==== Material supplied ====
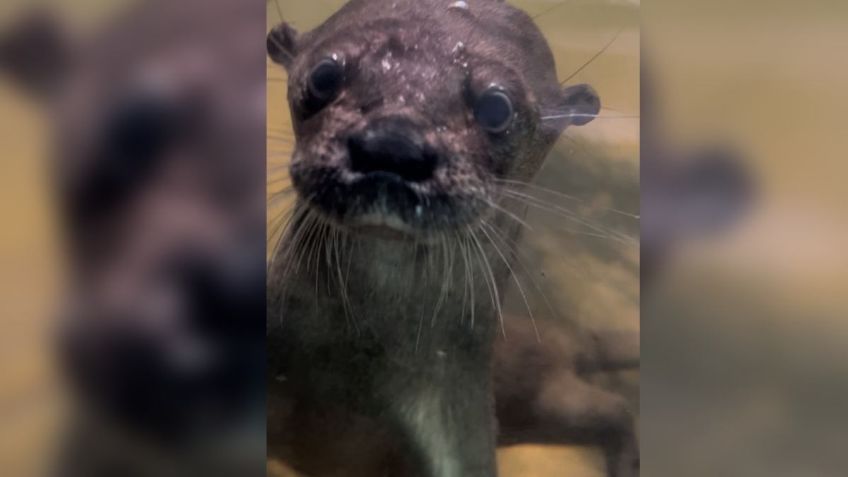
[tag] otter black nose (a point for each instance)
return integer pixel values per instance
(393, 151)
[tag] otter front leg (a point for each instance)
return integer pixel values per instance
(449, 423)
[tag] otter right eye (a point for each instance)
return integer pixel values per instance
(325, 81)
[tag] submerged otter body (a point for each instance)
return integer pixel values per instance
(383, 302)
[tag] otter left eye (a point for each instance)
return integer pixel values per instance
(494, 111)
(325, 80)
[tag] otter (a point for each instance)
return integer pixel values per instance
(158, 170)
(414, 122)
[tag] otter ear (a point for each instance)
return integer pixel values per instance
(580, 103)
(282, 44)
(36, 54)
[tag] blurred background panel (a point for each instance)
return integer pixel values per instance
(745, 333)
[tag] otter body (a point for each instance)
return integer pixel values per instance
(383, 295)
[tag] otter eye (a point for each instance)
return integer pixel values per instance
(494, 111)
(325, 80)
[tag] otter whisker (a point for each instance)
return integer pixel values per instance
(584, 115)
(594, 57)
(448, 268)
(507, 212)
(517, 253)
(489, 277)
(512, 273)
(570, 215)
(540, 188)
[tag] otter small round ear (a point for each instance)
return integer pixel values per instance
(581, 104)
(282, 44)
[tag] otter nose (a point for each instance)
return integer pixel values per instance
(391, 150)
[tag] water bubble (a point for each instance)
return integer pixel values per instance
(459, 5)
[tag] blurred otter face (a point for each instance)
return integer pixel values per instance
(407, 122)
(160, 168)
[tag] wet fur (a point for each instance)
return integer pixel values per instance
(381, 349)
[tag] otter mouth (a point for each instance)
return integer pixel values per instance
(382, 204)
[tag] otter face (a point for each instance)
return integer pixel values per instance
(406, 123)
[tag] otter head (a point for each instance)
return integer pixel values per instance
(158, 170)
(409, 114)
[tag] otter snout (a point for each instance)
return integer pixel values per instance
(391, 148)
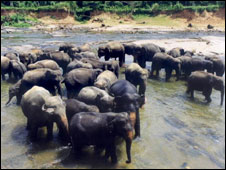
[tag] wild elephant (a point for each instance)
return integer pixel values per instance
(203, 81)
(100, 130)
(43, 109)
(112, 50)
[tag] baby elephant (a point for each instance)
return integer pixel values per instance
(203, 81)
(105, 80)
(100, 130)
(95, 96)
(43, 109)
(74, 106)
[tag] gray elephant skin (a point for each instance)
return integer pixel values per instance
(105, 80)
(76, 79)
(74, 106)
(112, 50)
(163, 60)
(127, 100)
(43, 109)
(100, 130)
(94, 96)
(137, 76)
(47, 78)
(203, 81)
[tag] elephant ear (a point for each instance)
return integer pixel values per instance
(48, 109)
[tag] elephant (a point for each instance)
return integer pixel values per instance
(5, 67)
(176, 52)
(163, 60)
(147, 52)
(61, 58)
(76, 79)
(112, 50)
(47, 78)
(127, 99)
(100, 130)
(218, 65)
(14, 91)
(43, 109)
(189, 65)
(66, 47)
(12, 56)
(137, 76)
(84, 48)
(86, 54)
(203, 81)
(113, 66)
(17, 68)
(94, 96)
(74, 106)
(133, 49)
(105, 80)
(95, 63)
(78, 64)
(44, 64)
(28, 58)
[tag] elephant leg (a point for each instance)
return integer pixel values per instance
(207, 92)
(34, 132)
(50, 130)
(137, 124)
(28, 125)
(3, 76)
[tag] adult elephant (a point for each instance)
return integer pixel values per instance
(127, 100)
(101, 130)
(163, 60)
(78, 64)
(176, 52)
(137, 76)
(14, 91)
(113, 66)
(43, 109)
(28, 58)
(17, 68)
(76, 79)
(74, 106)
(218, 65)
(49, 79)
(147, 52)
(86, 54)
(12, 56)
(44, 64)
(61, 58)
(112, 50)
(94, 96)
(105, 80)
(189, 65)
(5, 67)
(203, 81)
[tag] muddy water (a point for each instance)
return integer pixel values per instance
(175, 131)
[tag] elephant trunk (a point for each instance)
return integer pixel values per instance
(128, 146)
(222, 96)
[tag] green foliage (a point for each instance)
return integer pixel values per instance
(82, 9)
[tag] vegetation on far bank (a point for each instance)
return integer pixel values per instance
(83, 10)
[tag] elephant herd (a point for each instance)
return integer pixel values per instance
====
For this exercise, find all lines in the records containing the word "face" and copy them.

> [Solution to the exercise]
[tag] blurred otter face (a point for each instance)
[tag] otter face (a point for each instance)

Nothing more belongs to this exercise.